• Kutipan Terpilih:
====
Selasa, 26 Juni 2012

Boneka Motekar Yanto

Yanto Rukmana
ADAKAH seorang anak tukang becak yang berpenghasilan ratusan juta rupiah per bulan?

Jawabannya tentu saja ada, dialah Yanto Rukmana, seorang pengusaha boneka yang beralamat di jalan Sukamulya Indah 18 Bandung. Alur hidupnya patut dicontoh.

Pada 1995, Yanto hidup di lingkungan keluarga tidak mampu. Saat duduk di bangku kelas tiga SMP,  dia mencoba meringankan beban ekonomi keluarga dengan bekerja sebagai kuli di salah satu perajin boneka di jalan Sukamulya Bandung.

Namun karena merasa tidak cukup hanya bekerja di tempat orang lain, Yanto berencana membangun usaha secara mandiri. Kebetulan seorang pamannya memberikan pinjaman modal  Rp1,5 juta, Yanto pun tak menyia-nyiakan kesempatan itu dengan membeli dua buah mesin jahit dan bahan baku.

“Menginjak SMA saya langsung membuka usaha sendiri, kebetulan paman saya memberikan pinjaman modal,” katanya Senin (25/6).

Bermodal tekad kuat dan kepercayaan diri, Yanto merekrut enam orang tetangganya untuk bekerja menjadi karyawannya. Dia meyakini usahanya itu akan maju seperti majikannya terdahulu. “Modalnya sederhana saja. Saya punya cita-cita untuk memajukan bisnis boneka lebih luas,” ungkapnya.

Inovasi seorang pemuda seperti Yanto memang patut diacungi jempol. Ketika Desa Sukamulya yang terkenal sebagai sentra boneka terbesar di Bandung itu kebanyakan memproduksi boneka hand made [buatan tangan]. Yanto memilih berproduksi dengan menggunakan mesin jahit. “Hasilnya dalam setahun saja saya sudah mendapatkan keuntungan enam kali lipat,” katanya.

Dihantam krisis
YANTO merupakan tipe pekerja keras dan tangguh. Walaupun berperawakan kecil namun semangatnya dalam berbisnis layak diperhitungkan. Setahun sudah Yanto mengelola usaha bonekanya, potensi bisnisnya sudah dapat terbaca dengan baik.

Dia berniat mengembalikan modal usaha pada sang paman. Pasalnya, dalam perjanjian sebelumnya, keuntungan dari pinjaman modal itu mesti dibagi dua. Dengan bijaksananya sang paman memberi dua opsi: keuntungan dibagi rata berbentuk uang, atau peralatan dan bahan baku.

“Saya tidak mengambil uang dari keuntungan pinjaman modal, tapi saya memilih peralatan [mesin jahit] dan bahan baku saja,” katanya.
====
• Soal Singkat 1:
Tentukan apakah tiap pernyataan ini sesuai dengan kutipan tentang usaha boneka Yanto: (a) paman Yanto meminjamkan modal sebesar Rp1,5 juta; (b) Yanto merekrut sepuluh orang tetangganya sebagai karyawan; (c) Yanto memilih menerima bagian keuntungan dalam bentuk uang. Jawab ya atau tidak untuk masing-masing, disertai kutipan persis dari teks yang menjadi penentunya.
Kutipan di atas dan baris-baris data berikut tidak saling berhubungan.

• Data Tersedia:
====
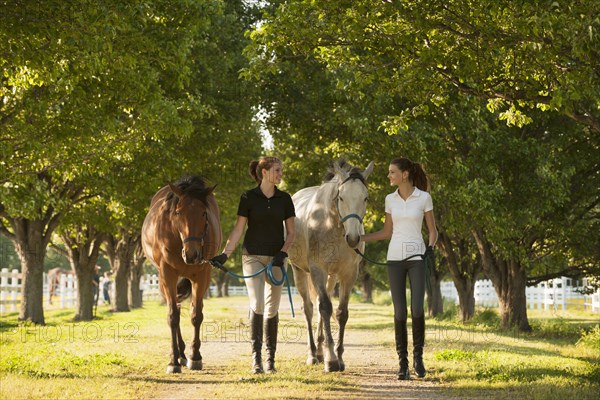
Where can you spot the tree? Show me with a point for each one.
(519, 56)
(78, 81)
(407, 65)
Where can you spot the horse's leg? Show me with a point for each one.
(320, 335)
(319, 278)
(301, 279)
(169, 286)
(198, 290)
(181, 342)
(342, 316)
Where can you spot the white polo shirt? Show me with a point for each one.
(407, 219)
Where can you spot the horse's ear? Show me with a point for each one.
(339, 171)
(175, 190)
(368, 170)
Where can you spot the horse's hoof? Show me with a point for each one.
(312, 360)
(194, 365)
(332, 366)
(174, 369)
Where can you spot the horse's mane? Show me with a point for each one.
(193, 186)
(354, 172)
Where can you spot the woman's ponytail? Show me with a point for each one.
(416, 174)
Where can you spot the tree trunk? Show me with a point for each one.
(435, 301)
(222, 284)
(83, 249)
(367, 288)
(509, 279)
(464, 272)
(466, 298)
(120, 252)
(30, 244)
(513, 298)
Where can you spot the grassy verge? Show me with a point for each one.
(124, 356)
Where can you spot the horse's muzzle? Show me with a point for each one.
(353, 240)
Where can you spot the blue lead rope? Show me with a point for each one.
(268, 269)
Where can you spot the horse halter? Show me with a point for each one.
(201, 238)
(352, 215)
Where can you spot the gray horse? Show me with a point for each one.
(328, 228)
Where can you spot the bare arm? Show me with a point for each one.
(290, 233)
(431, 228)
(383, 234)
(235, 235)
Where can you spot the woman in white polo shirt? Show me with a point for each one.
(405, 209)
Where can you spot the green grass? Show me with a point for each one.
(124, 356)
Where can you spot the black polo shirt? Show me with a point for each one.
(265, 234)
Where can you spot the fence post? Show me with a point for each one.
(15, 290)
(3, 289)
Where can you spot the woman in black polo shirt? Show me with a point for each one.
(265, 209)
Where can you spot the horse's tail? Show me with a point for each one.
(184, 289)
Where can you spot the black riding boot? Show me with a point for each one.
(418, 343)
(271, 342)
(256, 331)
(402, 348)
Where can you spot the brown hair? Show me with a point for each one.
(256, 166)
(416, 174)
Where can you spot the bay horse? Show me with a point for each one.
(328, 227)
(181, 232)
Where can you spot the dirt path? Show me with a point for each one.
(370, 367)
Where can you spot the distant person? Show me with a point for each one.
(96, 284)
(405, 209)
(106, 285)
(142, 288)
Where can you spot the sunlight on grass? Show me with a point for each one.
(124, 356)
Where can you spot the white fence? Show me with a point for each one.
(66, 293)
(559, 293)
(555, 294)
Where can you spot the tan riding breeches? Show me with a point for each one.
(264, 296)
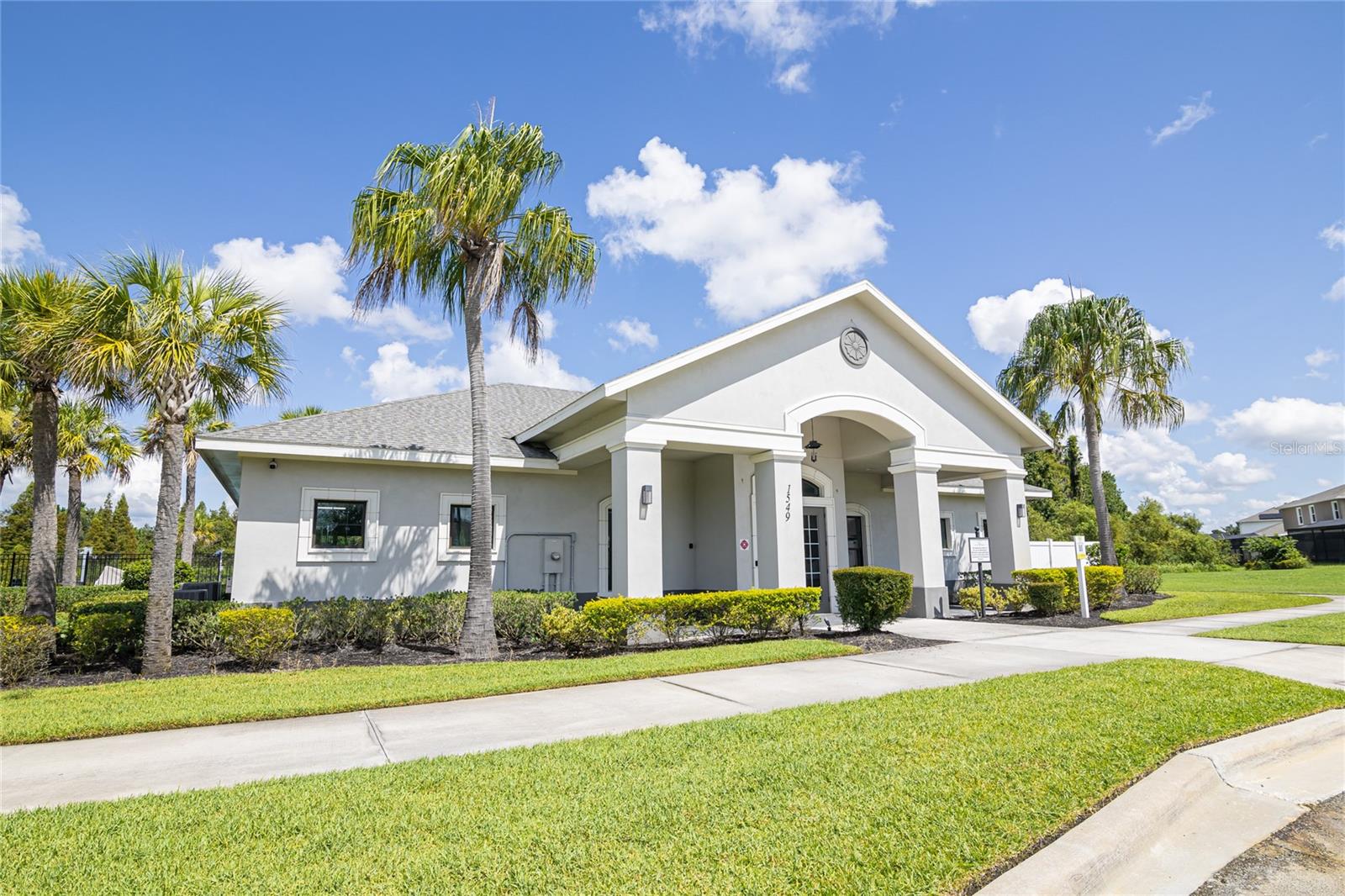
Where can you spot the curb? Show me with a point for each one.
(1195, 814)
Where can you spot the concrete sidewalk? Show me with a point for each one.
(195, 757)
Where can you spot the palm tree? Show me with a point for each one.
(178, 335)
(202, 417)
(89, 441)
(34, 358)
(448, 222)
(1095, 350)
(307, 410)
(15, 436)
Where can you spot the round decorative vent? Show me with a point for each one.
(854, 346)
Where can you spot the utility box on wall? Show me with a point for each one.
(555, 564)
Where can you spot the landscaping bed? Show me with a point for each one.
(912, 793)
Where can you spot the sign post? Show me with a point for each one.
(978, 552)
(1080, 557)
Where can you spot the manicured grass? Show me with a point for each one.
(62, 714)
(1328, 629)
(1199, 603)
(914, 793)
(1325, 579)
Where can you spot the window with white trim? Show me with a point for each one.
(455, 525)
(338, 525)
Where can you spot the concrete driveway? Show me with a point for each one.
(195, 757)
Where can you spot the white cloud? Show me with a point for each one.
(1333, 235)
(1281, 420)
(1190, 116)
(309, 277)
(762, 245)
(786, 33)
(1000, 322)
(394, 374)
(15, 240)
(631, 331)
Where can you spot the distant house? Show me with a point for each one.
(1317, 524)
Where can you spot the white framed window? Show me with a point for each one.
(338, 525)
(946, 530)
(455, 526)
====
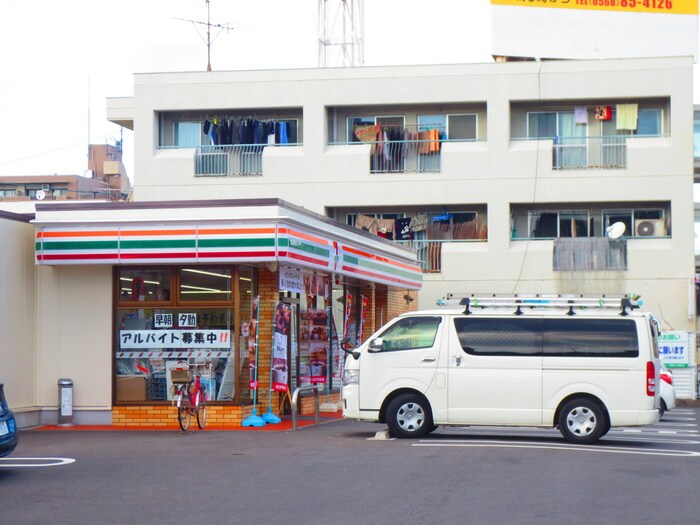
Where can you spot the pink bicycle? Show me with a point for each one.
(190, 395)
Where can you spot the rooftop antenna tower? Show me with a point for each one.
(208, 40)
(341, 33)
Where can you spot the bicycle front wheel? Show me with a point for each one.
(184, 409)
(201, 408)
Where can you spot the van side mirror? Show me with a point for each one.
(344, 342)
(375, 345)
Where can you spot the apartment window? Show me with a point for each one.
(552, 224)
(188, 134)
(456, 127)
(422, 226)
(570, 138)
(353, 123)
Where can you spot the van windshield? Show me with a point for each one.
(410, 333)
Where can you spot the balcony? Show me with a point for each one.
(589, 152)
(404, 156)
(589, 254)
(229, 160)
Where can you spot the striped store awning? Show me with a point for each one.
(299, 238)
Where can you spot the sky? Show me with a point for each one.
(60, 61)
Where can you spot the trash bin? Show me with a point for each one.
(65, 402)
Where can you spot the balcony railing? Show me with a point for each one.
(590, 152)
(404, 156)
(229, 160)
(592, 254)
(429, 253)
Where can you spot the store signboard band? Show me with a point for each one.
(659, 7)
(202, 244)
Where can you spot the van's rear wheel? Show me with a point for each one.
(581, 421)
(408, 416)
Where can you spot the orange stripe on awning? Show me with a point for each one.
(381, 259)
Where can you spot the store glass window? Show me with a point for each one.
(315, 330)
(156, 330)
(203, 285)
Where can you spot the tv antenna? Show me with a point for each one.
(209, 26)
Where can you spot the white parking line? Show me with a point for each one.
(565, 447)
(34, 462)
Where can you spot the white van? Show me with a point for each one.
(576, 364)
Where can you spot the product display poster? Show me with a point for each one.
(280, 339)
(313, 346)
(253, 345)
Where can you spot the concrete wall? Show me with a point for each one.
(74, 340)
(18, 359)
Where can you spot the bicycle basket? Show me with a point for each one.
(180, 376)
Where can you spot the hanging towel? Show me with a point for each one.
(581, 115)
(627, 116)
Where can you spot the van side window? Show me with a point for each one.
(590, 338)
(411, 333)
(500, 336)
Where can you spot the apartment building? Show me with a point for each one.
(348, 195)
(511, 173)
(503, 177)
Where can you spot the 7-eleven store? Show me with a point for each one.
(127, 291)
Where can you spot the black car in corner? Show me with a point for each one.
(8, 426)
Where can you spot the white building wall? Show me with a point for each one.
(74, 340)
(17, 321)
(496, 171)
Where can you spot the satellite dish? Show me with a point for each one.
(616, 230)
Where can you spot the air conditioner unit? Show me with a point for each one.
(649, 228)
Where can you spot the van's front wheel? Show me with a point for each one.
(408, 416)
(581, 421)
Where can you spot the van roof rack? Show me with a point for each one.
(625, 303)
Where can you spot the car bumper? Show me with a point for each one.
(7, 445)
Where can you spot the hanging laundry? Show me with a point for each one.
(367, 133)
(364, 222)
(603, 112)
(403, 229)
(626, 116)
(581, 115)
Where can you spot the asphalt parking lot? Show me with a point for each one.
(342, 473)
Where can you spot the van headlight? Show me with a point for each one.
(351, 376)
====
• Soal Singkat 2:
Ambil setiap baris data yang memuat kata "wheel". Perhatikan bahwa huruf besar dan huruf kecil dibedakan.

• Jawaban Benar 1:
(a) Ya: "Rp1,5 juta, Yanto pun tak menyia-nyiakan kesempatan itu dengan membeli dua buah mesin jahit dan bahan baku"
(b) Tidak: "Yanto merekrut enam orang tetangganya untuk bekerja menjadi karyawannya"
(c) Tidak: "Saya tidak mengambil uang dari keuntungan pinjaman modal, tapi saya memilih peralatan [mesin jahit] dan bahan baku saja"

• Jawaban Benar 2:
Where can you spot the bicycle front wheel? Show me with a point for each one.
Where can you spot the van's rear wheel? Show me with a point for each one.
Where can you spot the van's front wheel? Show me with a point for each one.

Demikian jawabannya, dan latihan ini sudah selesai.